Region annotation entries
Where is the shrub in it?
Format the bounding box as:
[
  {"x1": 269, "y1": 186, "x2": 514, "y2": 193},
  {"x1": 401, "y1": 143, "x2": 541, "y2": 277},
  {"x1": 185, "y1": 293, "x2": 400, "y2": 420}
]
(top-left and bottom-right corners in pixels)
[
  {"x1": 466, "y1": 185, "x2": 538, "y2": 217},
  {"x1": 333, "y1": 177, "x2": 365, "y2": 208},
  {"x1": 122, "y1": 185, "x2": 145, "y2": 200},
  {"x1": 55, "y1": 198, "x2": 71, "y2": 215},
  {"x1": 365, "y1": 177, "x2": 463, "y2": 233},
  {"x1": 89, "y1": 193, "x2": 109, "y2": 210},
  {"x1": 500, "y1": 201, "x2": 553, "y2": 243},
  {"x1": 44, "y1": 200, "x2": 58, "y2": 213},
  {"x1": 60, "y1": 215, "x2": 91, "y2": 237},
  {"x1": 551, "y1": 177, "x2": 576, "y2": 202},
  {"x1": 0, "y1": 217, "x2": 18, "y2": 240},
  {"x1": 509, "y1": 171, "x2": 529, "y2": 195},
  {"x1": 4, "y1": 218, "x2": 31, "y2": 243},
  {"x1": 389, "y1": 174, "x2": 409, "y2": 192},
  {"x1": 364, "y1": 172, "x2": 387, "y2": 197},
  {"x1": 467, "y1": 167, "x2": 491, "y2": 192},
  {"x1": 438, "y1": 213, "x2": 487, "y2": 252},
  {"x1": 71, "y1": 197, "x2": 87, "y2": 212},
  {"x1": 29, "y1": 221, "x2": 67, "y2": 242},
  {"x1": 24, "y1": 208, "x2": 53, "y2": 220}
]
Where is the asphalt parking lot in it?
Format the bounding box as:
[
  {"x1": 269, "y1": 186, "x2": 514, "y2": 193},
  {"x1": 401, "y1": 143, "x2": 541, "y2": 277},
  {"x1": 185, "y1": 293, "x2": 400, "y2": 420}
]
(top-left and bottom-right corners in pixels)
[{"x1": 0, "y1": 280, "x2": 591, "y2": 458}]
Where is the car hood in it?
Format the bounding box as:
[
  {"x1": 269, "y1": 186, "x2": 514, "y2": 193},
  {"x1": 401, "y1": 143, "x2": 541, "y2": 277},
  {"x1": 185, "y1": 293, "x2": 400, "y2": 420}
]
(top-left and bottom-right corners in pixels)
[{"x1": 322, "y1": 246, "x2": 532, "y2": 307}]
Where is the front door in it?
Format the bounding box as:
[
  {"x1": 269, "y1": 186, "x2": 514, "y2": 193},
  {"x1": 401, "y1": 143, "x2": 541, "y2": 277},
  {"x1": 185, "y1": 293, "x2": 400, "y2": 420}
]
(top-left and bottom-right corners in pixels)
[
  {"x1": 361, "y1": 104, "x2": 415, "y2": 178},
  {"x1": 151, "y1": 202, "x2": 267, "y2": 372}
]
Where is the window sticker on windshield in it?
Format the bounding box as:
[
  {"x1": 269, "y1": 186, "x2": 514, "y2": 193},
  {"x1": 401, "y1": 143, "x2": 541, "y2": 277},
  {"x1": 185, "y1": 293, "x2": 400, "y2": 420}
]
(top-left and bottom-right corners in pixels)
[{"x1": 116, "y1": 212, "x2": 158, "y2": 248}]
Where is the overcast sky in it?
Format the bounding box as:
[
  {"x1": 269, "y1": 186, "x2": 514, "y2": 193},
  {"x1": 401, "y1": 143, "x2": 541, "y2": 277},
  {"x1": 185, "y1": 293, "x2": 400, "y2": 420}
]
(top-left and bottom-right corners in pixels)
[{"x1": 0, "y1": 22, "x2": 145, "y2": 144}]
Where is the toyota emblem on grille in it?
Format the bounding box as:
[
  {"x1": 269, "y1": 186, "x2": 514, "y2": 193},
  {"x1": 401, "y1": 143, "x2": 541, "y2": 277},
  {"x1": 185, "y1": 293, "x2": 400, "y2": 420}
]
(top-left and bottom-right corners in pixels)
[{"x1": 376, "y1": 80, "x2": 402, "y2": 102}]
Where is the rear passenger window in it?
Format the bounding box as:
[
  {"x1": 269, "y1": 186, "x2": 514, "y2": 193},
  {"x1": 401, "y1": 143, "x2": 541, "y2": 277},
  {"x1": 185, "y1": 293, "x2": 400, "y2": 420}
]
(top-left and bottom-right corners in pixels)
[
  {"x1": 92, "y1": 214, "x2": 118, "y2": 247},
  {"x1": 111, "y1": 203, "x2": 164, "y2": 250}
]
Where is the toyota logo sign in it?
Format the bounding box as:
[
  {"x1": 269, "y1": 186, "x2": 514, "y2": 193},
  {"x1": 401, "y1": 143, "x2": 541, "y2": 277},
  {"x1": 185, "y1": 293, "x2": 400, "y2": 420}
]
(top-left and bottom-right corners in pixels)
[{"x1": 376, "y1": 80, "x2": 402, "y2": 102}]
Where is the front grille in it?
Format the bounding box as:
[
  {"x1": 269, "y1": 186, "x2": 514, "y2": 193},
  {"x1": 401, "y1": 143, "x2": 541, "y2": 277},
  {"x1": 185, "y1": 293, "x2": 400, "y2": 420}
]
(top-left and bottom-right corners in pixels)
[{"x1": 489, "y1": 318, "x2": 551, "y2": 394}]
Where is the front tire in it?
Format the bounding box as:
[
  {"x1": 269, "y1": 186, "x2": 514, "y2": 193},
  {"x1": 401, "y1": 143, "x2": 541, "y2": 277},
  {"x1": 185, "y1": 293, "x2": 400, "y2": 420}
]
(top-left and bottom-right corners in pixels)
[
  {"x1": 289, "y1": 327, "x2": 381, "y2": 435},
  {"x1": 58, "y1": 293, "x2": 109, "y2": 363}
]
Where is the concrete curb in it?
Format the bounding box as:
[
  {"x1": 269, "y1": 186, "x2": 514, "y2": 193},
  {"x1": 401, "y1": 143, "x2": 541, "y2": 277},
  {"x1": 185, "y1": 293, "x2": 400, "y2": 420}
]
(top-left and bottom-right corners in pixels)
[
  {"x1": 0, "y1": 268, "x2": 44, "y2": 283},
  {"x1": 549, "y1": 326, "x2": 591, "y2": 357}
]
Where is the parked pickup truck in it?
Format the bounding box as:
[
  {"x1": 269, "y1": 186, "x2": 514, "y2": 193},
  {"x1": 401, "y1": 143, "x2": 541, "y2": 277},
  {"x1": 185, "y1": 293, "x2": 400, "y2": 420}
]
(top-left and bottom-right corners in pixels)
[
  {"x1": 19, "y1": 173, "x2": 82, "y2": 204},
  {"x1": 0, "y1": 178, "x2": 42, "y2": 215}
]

## Your task
Pull out each line of the data above that contains the word "toyota", keeping the lines in their original order.

## Solution to this problem
Where is the toyota emblem on grille in it?
Where is the toyota logo sign in it?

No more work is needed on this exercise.